# Selected passage
As one of the most important organs of the human body, skin not only has the basic function of protecting the body, secreting oils, and excreting metabolites, but it is also an important system for human perception, interaction, and communication with the outside world [1,2]. Based on the functions of human skin, various artificial skins with corresponding functions have been developed. These bionics have extensive applications in body state detection, artificial limbs and robots, and human–computer interaction [3,4,5]. With the development of humanoid robots, more and more research has been carried out on artificial intelligence robot skin. With the gradual application of the artificial skin of robots in different fields, many problems have been revealed in the process, among which the breakage of artificial skin during use has become the primary problem that hinders the large-scale application of artificial skin. In practice, the broken area of artificial skin is small compared to the overall area, and replacing large areas of artificial skin can be costly financially and time-consuming [6,7,8].

It is well known that flexibility, tensile properties, and mechanical durability affect the service life of artificial skin [9]. Despite continuous refinement and improvement in the abovementioned directions, the problem of breakage repair in the use of artificial skin has never been well solved and has largely hindered its practical application [10,11,12]. Therefore, the ability of rapid repair after in-use damage is therefore key to the practical application of artificial skin. Self-healing technology has the advantages of low cost, long aging, easy preparation, and multiple materials selection. Nowadays, self-healing artificial skin has a broad application potential in the field of artificial limbs and artificial intelligent robots [13,14]. To prolong the service life of artificial skin, reversible-bond self-healing, microcapsule self-healing, and microvascular self-healing have been gradually explored [15,16,17,18].

# Listed records
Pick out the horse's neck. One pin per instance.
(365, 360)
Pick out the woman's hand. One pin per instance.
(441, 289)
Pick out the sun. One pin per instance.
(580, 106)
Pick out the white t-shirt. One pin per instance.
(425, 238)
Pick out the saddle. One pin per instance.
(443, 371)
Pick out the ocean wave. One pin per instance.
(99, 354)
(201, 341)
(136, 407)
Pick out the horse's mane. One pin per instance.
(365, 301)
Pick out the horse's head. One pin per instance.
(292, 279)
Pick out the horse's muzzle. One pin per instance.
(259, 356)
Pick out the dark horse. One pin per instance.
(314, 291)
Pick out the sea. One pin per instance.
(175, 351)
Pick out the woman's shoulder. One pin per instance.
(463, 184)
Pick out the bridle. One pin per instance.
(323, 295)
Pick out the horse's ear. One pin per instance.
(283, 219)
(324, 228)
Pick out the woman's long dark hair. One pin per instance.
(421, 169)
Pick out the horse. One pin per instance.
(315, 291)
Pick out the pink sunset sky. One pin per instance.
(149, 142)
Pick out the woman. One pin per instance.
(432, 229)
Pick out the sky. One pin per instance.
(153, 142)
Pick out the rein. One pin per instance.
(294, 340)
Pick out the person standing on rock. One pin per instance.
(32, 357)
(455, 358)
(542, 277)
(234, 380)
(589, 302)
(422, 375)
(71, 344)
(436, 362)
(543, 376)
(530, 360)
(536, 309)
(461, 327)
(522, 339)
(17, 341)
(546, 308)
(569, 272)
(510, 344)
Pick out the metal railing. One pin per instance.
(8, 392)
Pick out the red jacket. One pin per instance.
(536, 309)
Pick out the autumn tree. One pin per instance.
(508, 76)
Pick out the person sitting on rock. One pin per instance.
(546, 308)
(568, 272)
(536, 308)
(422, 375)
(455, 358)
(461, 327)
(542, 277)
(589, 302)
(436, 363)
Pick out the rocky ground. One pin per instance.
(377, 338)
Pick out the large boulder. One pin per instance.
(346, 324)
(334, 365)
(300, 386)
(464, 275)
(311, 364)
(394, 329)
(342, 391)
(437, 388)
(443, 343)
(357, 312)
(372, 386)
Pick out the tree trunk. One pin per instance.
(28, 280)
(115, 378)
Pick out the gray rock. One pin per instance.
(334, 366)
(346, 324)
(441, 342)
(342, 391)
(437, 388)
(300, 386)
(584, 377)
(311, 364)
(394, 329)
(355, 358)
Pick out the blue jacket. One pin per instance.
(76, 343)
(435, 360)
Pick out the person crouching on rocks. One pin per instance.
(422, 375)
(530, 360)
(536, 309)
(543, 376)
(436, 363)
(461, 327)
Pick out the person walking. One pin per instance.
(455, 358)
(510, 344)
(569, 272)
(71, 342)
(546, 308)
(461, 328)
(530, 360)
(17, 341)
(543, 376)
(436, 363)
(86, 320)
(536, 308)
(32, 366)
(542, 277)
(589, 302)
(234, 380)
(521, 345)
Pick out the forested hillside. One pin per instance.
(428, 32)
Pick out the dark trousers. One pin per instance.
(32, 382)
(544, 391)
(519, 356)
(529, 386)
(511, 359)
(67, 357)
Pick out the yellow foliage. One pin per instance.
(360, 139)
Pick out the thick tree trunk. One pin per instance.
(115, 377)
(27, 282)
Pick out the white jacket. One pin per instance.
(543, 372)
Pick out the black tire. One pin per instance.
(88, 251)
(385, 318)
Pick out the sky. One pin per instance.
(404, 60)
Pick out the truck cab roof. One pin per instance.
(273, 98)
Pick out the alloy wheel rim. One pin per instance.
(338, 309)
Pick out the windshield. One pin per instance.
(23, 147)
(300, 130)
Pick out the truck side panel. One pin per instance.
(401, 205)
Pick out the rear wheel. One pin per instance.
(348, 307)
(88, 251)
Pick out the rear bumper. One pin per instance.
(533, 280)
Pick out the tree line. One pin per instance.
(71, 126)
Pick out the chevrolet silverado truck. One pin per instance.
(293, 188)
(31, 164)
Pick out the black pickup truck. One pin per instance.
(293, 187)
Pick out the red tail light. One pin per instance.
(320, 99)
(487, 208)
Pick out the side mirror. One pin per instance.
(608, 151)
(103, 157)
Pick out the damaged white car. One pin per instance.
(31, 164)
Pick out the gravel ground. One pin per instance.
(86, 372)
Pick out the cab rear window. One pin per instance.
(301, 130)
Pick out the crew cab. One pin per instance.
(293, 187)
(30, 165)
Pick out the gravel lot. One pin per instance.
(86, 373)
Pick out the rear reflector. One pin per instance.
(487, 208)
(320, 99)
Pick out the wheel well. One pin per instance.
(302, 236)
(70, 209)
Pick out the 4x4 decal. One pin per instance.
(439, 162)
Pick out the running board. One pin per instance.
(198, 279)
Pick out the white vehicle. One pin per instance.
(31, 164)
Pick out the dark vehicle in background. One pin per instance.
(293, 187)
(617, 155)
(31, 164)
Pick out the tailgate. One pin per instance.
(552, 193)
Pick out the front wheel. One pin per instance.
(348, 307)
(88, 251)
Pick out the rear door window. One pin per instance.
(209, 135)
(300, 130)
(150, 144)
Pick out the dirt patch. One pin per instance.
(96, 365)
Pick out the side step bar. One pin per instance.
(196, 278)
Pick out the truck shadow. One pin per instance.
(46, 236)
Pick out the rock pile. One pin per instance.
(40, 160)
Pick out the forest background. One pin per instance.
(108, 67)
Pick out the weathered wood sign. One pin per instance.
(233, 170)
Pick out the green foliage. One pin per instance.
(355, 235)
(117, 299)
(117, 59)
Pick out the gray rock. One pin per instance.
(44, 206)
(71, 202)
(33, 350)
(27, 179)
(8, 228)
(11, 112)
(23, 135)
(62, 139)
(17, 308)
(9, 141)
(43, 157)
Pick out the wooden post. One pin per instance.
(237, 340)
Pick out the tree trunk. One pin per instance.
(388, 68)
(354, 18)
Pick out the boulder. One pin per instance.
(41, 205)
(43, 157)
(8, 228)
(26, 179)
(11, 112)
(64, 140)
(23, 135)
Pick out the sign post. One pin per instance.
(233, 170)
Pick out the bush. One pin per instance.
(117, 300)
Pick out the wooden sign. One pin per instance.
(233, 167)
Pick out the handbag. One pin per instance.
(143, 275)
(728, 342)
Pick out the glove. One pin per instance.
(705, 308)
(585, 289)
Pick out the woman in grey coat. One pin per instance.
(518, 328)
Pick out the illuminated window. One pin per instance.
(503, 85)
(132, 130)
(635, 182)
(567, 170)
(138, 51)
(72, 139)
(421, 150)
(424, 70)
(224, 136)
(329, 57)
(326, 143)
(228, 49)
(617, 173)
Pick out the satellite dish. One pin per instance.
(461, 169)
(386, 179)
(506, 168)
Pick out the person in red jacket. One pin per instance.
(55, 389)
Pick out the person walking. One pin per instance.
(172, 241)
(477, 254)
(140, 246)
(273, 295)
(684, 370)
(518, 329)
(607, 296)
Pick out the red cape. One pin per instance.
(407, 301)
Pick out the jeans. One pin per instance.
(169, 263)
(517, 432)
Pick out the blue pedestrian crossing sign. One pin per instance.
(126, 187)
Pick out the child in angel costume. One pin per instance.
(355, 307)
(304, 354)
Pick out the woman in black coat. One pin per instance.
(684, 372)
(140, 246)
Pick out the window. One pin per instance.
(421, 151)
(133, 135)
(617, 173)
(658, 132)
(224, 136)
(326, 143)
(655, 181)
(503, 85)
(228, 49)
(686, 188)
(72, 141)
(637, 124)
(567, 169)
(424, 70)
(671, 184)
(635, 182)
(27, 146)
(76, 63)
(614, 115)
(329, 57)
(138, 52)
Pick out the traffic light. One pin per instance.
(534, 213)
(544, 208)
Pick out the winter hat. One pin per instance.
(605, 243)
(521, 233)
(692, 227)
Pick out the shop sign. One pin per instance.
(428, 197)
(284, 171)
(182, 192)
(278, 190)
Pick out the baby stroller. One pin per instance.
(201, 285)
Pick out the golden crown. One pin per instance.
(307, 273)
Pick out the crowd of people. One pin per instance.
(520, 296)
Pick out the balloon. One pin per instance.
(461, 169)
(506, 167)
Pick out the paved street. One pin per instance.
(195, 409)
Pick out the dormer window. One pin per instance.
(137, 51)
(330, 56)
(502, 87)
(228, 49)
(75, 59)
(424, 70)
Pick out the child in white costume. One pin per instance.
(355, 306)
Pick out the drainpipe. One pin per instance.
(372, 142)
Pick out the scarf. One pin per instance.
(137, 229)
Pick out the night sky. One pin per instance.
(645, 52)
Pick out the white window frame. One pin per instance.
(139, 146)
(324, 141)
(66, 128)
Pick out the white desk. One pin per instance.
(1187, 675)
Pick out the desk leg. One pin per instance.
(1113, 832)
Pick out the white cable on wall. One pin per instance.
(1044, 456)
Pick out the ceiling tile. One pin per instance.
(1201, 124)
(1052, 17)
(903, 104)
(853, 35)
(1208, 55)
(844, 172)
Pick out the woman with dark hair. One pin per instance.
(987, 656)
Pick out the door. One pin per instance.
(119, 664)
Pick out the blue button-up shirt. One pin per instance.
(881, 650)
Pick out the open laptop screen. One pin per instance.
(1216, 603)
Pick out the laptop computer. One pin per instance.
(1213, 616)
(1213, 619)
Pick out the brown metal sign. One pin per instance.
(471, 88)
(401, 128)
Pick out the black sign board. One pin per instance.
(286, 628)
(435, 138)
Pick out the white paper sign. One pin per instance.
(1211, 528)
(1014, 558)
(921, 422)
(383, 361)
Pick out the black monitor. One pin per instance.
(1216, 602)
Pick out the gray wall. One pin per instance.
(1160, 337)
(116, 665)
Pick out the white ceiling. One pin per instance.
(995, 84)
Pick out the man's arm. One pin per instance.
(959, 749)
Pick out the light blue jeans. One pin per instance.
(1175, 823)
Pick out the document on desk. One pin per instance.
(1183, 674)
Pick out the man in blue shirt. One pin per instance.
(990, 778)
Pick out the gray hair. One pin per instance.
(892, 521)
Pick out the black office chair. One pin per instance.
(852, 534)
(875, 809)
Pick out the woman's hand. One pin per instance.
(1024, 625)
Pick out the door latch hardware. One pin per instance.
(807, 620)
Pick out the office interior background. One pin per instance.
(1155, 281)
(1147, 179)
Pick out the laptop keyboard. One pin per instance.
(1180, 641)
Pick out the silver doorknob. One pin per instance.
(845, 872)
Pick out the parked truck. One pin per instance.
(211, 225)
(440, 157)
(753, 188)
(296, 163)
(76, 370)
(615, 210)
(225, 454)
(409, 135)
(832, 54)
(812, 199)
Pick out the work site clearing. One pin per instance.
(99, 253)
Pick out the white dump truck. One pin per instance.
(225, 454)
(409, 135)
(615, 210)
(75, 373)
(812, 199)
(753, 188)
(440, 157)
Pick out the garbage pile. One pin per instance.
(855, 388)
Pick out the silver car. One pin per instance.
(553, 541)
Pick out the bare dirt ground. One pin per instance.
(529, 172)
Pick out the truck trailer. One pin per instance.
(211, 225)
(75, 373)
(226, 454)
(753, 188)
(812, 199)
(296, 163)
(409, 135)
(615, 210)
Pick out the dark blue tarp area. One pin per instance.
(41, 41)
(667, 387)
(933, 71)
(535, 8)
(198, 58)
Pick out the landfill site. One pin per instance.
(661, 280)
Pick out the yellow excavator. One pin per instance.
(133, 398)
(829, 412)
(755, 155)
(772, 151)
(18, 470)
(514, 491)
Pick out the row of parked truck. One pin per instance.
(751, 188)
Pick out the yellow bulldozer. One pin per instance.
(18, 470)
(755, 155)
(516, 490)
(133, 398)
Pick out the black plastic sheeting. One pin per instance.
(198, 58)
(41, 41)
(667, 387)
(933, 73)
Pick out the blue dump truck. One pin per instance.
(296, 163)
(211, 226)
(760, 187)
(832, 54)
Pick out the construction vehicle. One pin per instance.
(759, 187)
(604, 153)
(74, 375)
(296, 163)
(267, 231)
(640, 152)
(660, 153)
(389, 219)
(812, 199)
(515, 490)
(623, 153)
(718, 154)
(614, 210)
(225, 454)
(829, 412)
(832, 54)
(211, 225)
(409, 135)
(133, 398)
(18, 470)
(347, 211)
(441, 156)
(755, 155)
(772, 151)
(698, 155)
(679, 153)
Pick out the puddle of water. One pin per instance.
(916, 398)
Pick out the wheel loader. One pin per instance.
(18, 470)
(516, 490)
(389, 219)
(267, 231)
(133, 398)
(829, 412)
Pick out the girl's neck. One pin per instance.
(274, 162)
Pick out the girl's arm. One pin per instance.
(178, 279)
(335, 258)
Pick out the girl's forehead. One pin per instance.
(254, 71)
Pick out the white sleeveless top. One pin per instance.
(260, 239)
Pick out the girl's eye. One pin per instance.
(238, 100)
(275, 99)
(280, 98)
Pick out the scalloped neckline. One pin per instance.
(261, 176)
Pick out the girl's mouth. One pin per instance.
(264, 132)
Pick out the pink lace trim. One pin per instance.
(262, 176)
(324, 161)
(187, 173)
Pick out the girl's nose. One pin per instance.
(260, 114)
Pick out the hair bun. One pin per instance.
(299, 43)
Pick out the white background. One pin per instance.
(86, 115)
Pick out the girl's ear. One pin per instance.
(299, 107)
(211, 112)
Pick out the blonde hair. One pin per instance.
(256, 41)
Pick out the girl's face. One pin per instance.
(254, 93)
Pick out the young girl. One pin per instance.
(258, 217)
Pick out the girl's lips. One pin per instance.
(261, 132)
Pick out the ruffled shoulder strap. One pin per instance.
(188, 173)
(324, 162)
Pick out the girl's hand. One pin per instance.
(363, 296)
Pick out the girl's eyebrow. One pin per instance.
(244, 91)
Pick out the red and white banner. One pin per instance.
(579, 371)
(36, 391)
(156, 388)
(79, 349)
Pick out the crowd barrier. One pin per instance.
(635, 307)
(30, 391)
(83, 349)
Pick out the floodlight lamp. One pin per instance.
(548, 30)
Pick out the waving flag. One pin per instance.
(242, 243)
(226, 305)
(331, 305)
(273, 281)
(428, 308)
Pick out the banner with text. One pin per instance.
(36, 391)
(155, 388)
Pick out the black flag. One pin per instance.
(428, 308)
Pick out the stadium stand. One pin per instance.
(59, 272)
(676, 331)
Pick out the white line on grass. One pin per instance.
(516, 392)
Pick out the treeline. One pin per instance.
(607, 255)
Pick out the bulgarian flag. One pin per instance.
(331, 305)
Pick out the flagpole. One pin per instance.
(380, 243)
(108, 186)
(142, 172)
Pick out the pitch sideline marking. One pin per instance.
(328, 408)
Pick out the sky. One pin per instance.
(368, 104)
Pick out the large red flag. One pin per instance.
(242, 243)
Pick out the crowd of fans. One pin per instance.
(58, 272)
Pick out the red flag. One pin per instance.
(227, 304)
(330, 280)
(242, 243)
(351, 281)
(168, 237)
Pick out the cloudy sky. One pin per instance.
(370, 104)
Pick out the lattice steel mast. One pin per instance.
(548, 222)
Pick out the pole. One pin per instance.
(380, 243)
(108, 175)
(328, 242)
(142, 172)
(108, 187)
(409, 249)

# What this task involves
For each statement, answer yes or no on whether it agrees with the passage on artificial skin, and quote the passage's words that decide it: (a) the broken area of artificial skin is usually large compared to its overall area; (b) breakage during use is called the primary problem hindering large-scale application of artificial skin; (c) low cost is listed among the advantages of self-healing technology.

# Correct output
(a) No: "the broken area of artificial skin is small compared to the overall area"
(b) Yes: "the breakage of artificial skin during use has become the primary problem that hinders the large-scale application of artificial skin"
(c) Yes: "Self-healing technology has the advantages of low cost, long aging, easy preparation, and multiple materials selection."